* Quoted passage

Restrictions on the complexity of the problem
Only processes with 4-fermion final states are considered. QED
radiative corrections are implemented in terms of multiphoton ISR in the
YFS Monte Carlo framework with the O(alpha**3) LL-type matrix element.
For the CC03 subset of diagrams the Coulomb correction for the
intermediate WW states is also included. The final-state QED radiation
is generated for charged leptons with the help of the program PHOTOS in
the LL approximation (up to two photons). QCD effects are included in
the so-called "naive QCD" approximation. A part of electroweak
corrections is incorporated in the "improved Born approximation"
(through appropriate renormalization scheme). Anomalous triple gauge
boson couplings are implemented only in the CC03 subset of diagrams
(i.e. the W-pair production). Quadruple gauge boson couplings are not
implemented. The tau-decays and quark hadronization are performed,
respectively, with the help of the dedicated packages TAUOLA and JETSET.

* Record excerpts
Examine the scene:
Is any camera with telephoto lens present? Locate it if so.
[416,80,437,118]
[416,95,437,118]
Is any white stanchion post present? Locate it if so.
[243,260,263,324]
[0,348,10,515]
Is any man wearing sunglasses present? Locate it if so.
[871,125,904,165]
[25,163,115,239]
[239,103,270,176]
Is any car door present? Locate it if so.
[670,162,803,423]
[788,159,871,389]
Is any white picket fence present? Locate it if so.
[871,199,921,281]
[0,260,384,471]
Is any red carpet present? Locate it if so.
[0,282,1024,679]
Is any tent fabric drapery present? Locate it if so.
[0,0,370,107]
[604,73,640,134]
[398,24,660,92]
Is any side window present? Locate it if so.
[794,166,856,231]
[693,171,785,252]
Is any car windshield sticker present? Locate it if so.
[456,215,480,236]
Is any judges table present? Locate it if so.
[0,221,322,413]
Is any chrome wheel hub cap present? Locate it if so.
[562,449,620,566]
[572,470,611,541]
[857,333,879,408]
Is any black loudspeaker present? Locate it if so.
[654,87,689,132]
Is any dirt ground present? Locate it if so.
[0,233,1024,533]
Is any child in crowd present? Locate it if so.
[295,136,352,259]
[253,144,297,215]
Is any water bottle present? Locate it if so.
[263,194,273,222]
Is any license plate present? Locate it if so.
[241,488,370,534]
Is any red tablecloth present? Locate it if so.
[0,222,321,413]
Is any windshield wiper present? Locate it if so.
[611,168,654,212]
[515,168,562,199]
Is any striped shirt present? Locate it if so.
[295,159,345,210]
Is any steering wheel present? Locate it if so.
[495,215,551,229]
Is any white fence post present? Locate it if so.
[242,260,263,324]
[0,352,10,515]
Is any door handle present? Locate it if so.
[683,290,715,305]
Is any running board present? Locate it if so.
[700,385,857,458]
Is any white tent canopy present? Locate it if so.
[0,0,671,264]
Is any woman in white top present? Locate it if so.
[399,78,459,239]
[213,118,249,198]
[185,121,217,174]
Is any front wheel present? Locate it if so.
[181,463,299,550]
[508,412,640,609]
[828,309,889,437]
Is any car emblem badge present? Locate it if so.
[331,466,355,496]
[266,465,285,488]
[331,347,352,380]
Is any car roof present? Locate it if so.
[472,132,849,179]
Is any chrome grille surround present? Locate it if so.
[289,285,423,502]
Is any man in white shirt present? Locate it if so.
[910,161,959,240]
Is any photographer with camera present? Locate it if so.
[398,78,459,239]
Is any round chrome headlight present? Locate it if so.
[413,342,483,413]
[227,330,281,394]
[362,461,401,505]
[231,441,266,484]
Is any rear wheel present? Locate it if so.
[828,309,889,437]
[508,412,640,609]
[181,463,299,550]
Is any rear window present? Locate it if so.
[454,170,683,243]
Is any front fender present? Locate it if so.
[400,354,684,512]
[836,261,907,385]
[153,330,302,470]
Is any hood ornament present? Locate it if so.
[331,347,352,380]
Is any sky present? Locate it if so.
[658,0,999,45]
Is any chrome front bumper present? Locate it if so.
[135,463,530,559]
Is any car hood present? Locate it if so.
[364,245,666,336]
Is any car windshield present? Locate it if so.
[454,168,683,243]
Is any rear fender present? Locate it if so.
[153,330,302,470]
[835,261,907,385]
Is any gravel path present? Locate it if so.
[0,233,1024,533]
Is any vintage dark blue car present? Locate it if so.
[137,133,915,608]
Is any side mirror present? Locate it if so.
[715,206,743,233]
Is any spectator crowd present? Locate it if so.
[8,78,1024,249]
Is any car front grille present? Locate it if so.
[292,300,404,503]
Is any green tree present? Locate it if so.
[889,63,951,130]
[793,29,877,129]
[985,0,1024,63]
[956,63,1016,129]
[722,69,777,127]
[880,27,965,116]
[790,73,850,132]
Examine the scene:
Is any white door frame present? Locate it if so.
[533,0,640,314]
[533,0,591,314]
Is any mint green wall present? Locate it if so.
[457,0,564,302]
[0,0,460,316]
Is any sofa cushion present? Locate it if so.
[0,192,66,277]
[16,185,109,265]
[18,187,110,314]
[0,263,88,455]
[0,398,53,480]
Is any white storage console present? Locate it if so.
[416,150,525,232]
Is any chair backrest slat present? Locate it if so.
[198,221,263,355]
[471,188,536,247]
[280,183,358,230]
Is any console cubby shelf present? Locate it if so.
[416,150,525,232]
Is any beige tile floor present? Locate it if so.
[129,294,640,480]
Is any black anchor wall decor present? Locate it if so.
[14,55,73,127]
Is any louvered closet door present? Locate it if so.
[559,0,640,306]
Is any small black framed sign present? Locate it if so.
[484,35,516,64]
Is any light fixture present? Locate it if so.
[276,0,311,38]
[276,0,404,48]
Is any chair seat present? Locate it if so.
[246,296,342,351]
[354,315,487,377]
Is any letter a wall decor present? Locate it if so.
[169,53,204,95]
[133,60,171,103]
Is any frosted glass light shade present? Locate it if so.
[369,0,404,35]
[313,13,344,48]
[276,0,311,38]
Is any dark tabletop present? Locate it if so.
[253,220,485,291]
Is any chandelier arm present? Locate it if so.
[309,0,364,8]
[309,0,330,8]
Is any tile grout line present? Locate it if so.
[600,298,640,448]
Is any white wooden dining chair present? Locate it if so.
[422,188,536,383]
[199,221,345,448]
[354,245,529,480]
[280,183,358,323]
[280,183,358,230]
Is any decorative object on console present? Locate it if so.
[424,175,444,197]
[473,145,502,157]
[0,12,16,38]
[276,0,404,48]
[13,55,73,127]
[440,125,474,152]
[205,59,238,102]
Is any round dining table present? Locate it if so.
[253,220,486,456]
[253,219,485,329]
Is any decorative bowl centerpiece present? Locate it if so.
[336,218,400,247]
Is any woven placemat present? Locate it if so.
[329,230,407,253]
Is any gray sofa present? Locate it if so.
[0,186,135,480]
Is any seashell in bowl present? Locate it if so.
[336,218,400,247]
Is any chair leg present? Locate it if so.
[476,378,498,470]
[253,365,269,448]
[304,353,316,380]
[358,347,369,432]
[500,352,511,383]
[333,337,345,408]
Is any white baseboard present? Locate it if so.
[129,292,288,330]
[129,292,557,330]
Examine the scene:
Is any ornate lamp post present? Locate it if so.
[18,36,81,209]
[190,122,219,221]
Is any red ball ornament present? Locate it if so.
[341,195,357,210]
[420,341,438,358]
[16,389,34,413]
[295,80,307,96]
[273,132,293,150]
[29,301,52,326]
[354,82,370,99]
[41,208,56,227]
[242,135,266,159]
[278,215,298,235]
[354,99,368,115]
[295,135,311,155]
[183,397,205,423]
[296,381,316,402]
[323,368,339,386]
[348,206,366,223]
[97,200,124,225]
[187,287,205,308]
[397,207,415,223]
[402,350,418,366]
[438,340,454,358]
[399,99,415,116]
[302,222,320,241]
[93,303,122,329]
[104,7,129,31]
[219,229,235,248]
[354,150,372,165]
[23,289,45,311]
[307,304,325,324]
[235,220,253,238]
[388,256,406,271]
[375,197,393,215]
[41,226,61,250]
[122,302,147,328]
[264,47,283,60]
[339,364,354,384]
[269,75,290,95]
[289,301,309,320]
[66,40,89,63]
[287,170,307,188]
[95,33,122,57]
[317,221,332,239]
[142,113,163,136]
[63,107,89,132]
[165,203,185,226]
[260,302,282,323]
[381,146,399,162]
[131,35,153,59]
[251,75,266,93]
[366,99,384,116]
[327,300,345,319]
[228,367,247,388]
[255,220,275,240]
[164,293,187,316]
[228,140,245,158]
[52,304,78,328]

* Exercises
**a.** Reproduce the restrictions passage in full, word for word.
**b.** Write out the records line for line, beginning with their first line and stopping after the line that contains "[239,103,270,176]".
The restrictions passage has no connection to the records.

* Results for each task
**a.**
Restrictions on the complexity of the problem
Only processes with 4-fermion final states are considered. QED
radiative corrections are implemented in terms of multiphoton ISR in the
YFS Monte Carlo framework with the O(alpha**3) LL-type matrix element.
For the CC03 subset of diagrams the Coulomb correction for the
intermediate WW states is also included. The final-state QED radiation
is generated for charged leptons with the help of the program PHOTOS in
the LL approximation (up to two photons). QCD effects are included in
the so-called "naive QCD" approximation. A part of electroweak
corrections is incorporated in the "improved Born approximation"
(through appropriate renormalization scheme). Anomalous triple gauge
boson couplings are implemented only in the CC03 subset of diagrams
(i.e. the W-pair production). Quadruple gauge boson couplings are not
implemented. The tau-decays and quark hadronization are performed,
respectively, with the help of the dedicated packages TAUOLA and JETSET.

**b.**
Examine the scene:
Is any camera with telephoto lens present? Locate it if so.
[416,80,437,118]
[416,95,437,118]
Is any white stanchion post present? Locate it if so.
[243,260,263,324]
[0,348,10,515]
Is any man wearing sunglasses present? Locate it if so.
[871,125,904,165]
[25,163,115,239]
[239,103,270,176]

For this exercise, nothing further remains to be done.